Extract:
Content starts

Coercive Schooling is Pervasive
This is the third post in a 5-part series about my TEDx experience. I also wrote about walking on stage, preparing my talk, the pervasive schooling mindset, and going to college as a homeschooled student.
Kids won't learn unless you force them? Uh.
My talk at TEDx Couer d'Alene focused on why people learn (spoiler: curiosity and intrinsic motivation!), how the current American schooling system is failing kids because it isn't built around how or why people learn, and how we can do education better—namely, by giving kids the freedom to educate themselves and trusting they'll learn (because they will).
While preparing the talk, I met with Eric. He's one of the TEDx CdA organizers: a middle-aged public high school teacher who looks like your stereotype of a middle-aged public high school teacher, but without the glasses. A little round, average height, happy he's getting closer to retirement.
We went over my talking points. He was excited about the alternative education formats I used as examples, like micro schools and unschooling resource centers. Great! He even said that if he'd learned about alternatives two decades ago, he wouldn't be a history teacher and his kids wouldn't be in public schools.
Then his inundation in the schooling system came through. Sure, give kids some freedom, expose them to different subjects, let them pick some activities... But we still need adults to hold kids accountable for what they learn. We need adults to impose rigor. Micro schools, he thought, sounded like a good balance of personalization to individuals and adult-determined curricula and evaluation.
As if kids won't learn if someone doesn't make them? Uh. Hm. That's the exact opposite of my talk's main message: You can't force learning. Kids will learn if they're motivated to learn. They'll go deep when they want to know.
Being done is not the best part
At the TEDx event, Eric enthusiastically told each speaker, “You're done!!” with a high-five at the end of their talk. It was obvious (to me, anyway) that he was used to being around people for whom the best part of any activity was being done with it.

Content ends

Write what comes next in the post on coercive schooling, starting right after its final sentence.

Listed entries:
Content starts

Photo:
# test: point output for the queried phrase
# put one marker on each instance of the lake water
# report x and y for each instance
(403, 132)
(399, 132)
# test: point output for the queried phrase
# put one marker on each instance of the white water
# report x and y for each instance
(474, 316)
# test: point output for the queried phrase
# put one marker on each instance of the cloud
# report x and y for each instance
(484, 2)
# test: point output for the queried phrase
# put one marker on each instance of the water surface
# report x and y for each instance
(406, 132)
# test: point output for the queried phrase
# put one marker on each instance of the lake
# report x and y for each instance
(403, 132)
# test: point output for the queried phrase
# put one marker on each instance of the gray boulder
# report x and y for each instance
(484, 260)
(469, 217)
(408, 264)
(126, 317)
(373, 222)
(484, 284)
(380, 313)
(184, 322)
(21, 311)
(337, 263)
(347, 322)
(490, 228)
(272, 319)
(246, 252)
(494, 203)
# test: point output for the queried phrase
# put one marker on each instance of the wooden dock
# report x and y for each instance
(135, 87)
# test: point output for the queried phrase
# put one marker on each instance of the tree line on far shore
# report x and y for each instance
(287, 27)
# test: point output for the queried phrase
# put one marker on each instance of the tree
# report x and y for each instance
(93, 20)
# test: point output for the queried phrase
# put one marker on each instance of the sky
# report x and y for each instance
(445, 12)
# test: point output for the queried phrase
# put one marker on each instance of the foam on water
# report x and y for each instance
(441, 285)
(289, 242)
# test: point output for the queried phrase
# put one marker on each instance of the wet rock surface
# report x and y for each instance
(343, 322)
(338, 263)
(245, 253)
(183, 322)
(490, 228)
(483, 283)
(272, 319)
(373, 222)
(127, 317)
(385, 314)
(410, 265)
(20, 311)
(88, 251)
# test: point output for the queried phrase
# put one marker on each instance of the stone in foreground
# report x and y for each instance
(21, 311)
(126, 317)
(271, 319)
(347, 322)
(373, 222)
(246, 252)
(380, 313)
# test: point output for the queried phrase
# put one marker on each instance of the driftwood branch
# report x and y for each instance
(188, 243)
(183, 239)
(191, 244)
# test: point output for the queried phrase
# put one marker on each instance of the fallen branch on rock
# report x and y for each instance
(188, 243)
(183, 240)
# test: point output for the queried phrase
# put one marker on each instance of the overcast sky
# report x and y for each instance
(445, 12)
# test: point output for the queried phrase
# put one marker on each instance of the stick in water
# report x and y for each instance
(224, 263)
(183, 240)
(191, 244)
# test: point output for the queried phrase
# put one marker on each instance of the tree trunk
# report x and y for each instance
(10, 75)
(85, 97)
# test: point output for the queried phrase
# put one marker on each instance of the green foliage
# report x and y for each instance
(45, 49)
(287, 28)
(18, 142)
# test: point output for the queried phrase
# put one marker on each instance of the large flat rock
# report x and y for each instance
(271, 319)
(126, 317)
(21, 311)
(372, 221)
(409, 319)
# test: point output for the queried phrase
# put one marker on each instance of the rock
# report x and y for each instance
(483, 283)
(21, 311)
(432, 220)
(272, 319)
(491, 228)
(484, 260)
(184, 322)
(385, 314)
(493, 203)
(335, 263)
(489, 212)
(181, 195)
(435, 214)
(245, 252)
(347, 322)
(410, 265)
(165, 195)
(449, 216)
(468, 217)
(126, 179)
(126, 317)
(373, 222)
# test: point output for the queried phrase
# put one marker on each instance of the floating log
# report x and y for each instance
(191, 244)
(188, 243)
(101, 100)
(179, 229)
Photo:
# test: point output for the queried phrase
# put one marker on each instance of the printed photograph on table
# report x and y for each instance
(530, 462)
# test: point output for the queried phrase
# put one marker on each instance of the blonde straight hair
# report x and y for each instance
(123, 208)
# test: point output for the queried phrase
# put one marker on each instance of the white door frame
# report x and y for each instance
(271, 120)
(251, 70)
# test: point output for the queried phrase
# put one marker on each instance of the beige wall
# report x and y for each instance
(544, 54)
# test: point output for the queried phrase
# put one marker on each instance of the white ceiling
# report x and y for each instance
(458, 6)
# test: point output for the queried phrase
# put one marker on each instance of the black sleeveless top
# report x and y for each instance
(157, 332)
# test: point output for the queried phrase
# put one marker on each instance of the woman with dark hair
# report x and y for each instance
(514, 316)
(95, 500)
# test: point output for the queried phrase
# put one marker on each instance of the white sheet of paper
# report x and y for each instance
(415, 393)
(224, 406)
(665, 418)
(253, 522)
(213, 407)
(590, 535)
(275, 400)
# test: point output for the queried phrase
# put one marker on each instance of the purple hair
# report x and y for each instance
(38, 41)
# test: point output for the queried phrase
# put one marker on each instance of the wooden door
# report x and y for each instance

Content ends

Response:
I wouldn't have volunteered to give a TEDx talk if the best thing about it was being done with it. Why do anything if you don't enjoy—or at least appreciate and believe in the worth of—the process?
Those high fives were an example of one of the most pervasive problems in coercive schooling. Kids often don't want to be there (and when they do, it is often indicative of worse problems at home). Their motivation in participating in schooling activities is generally not curiosity aimed at process and learning; rather, it is more often extrinsic, aimed at being done or getting the grade. Kids learn to play the game of school.
Assumptions about feelings
Later, Eric checked in with each speaker to see if they had “decompressed” post-talk. I understand many people are nervous about public speaking, but evidently I am not one of them. I didn't need time to decompress.
I generally don't like when people assume I am feeling a particular way that I am not feeling. Being asked, “Have you decompressed yet?” gave me the opportunity to reflect on why that is. It wasn't that Eric was assuming knowledge of my experience; it was the content of that assumption, namely, that I and all the other speakers would feel nervous, wound up, happy to be done... The question felt ripe with the coercive schooling mindset that people don't want to do most of the things they do. (Perhaps especially so given my talk's content.)
I honestly didn't know what to say. The problem was, answering yes reinforced the mindset that decompression is necessarily necessary. Answering no, while true because of the lack of necessity to decompress, would be misunderstood as meaning more decompression was still needed. And explaining all of these things going through my head in response to a friendly question seemed like overkill.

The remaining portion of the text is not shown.